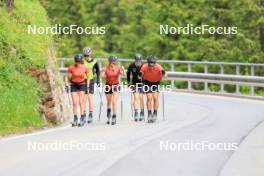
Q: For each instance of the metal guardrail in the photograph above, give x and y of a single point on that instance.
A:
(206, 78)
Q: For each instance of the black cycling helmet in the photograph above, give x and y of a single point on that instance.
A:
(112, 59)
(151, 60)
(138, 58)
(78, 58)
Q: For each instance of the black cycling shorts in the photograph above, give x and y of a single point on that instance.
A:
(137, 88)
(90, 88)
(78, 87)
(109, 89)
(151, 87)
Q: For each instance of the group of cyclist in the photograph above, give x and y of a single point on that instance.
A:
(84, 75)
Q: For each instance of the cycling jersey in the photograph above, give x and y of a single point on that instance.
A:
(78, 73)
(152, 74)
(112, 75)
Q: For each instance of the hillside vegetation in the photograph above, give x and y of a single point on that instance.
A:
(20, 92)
___
▶ [PROBLEM]: When you retype the records, keep every word exactly as written and exclude the pictures.

▶ [RESPONSE TO THE TASK]:
Q: For each instance of the metal guardrail in the photograph above, give x and y of a single point on that instance.
A:
(206, 78)
Q: For each instance of the black cycling helmet in the photograph above, give x and y of a single point on that instance.
A:
(112, 59)
(151, 60)
(138, 58)
(78, 58)
Q: For each instance of the black cycling shorts in the photograph above, give x and y of a single point on that instance.
A:
(137, 88)
(90, 88)
(78, 87)
(109, 89)
(151, 87)
Q: For each instance of the group of cyclist in the photograph above, give x and y of a single point on that instance.
A:
(84, 75)
Q: For each instance of the cycling jersey in the photograph above, give x and y of a single point on that instance.
A:
(78, 73)
(152, 74)
(112, 75)
Q: For each instance of the hillside vegetation in the photograph above, give x and y of a single point on that instance.
A:
(20, 92)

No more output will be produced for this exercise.